**Required work**
Return every line of the data below that contains the string "rise".

* BEGIN Source material *

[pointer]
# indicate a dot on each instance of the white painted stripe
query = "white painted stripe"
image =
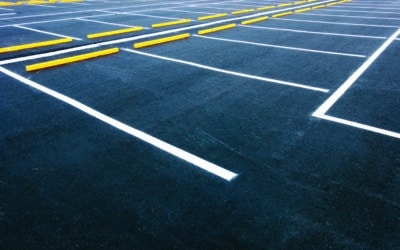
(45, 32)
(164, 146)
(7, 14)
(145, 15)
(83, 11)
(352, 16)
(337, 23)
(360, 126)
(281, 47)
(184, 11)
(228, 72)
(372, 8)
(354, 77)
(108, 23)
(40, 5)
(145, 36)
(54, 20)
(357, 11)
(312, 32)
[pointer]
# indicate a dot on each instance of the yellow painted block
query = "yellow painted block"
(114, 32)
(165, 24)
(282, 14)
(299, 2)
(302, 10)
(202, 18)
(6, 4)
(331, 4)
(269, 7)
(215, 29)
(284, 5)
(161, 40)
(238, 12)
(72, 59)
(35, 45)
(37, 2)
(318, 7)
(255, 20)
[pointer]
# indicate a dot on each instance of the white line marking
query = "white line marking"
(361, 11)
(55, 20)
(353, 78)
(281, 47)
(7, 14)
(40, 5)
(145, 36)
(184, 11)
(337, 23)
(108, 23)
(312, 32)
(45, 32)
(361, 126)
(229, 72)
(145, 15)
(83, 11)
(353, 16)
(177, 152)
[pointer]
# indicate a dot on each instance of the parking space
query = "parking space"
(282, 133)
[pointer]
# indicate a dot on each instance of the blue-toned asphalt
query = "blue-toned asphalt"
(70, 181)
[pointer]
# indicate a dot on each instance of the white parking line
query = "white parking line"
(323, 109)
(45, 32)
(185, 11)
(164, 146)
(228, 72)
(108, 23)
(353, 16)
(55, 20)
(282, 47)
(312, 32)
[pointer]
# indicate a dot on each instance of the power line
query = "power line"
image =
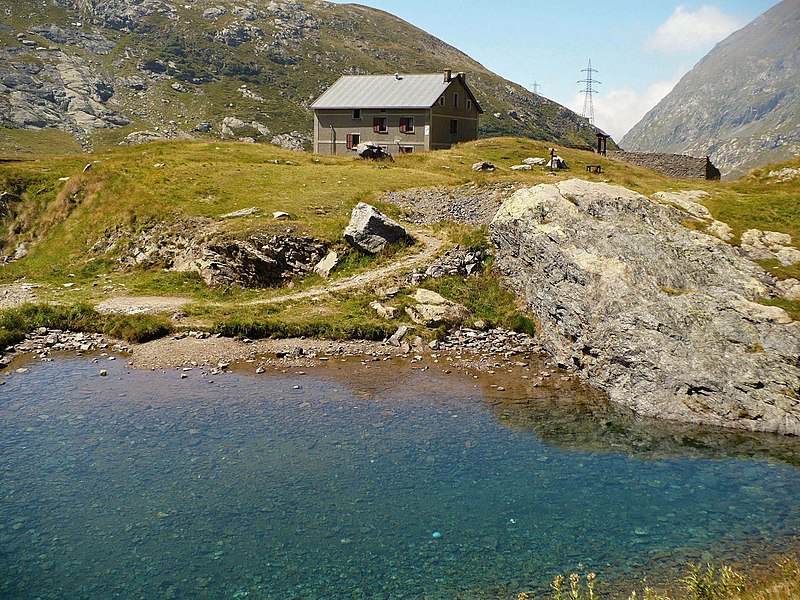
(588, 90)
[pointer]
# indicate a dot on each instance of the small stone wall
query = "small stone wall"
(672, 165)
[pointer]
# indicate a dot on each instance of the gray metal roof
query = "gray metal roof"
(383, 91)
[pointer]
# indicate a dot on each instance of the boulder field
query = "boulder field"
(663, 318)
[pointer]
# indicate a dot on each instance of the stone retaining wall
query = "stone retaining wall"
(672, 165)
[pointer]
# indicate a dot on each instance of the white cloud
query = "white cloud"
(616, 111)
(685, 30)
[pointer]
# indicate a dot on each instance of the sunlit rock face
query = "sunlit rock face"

* END Source material *
* BEGIN Source material *

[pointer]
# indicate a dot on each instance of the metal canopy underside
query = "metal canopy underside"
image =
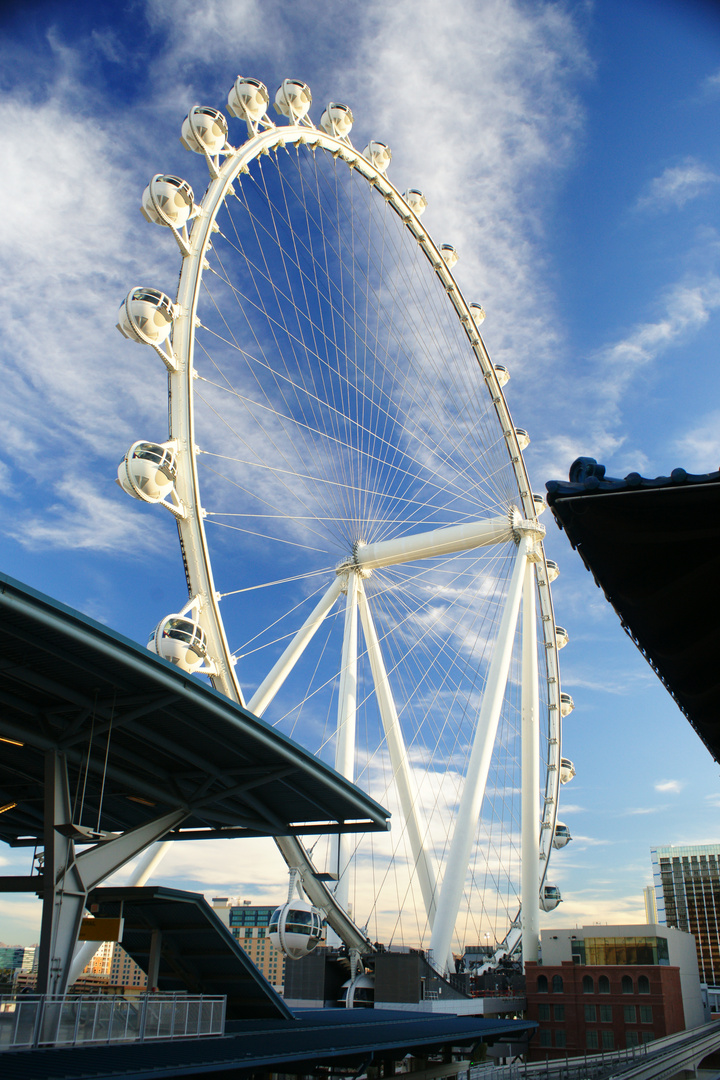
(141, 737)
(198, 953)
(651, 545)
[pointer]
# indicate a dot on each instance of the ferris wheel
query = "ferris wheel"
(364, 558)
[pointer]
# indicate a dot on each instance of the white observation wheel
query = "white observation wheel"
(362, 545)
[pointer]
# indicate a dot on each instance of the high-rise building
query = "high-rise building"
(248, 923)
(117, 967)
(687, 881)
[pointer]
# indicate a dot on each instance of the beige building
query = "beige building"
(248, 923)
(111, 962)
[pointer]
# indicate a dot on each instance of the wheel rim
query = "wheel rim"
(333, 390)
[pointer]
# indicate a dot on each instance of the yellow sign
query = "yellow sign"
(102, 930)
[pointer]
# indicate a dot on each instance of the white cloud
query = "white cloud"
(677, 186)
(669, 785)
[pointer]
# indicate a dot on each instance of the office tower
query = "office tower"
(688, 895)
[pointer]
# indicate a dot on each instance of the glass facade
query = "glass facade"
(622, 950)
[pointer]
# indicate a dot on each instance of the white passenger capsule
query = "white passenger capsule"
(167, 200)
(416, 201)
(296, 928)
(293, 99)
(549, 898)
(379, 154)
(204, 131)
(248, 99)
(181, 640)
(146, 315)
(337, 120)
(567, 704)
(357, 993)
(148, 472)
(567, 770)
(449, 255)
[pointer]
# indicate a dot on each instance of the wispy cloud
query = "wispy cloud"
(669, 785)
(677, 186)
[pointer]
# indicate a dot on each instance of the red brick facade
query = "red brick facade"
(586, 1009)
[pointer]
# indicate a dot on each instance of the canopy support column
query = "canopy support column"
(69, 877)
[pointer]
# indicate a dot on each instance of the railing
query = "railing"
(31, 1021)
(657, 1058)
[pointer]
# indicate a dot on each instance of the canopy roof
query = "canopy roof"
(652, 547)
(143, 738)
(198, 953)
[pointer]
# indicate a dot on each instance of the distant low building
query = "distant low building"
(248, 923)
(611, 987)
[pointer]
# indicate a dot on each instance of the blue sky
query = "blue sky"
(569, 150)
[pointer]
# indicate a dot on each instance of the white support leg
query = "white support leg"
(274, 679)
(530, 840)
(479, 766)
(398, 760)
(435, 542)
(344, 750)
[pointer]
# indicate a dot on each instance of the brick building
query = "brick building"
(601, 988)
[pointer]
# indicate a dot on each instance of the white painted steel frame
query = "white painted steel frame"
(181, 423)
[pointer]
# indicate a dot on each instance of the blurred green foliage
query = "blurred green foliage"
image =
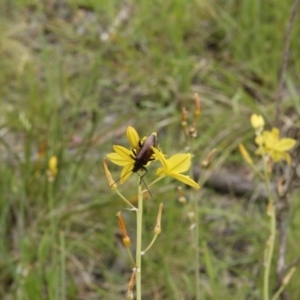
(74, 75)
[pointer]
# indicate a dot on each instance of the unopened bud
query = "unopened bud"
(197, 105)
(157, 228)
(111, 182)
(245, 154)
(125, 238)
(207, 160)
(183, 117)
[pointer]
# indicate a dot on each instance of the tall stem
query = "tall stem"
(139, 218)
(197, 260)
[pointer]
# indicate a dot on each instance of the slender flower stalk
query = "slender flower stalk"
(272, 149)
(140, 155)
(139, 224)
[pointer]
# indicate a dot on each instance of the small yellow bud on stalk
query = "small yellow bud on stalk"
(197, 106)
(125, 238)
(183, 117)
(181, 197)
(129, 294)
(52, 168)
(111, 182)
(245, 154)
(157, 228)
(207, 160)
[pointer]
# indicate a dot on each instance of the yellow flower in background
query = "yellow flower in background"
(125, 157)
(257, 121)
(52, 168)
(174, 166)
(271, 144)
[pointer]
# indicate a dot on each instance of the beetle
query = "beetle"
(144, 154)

* END Source material *

**Result**
# indicate a dot on each instance of the high-rise building
query = "high-rise building"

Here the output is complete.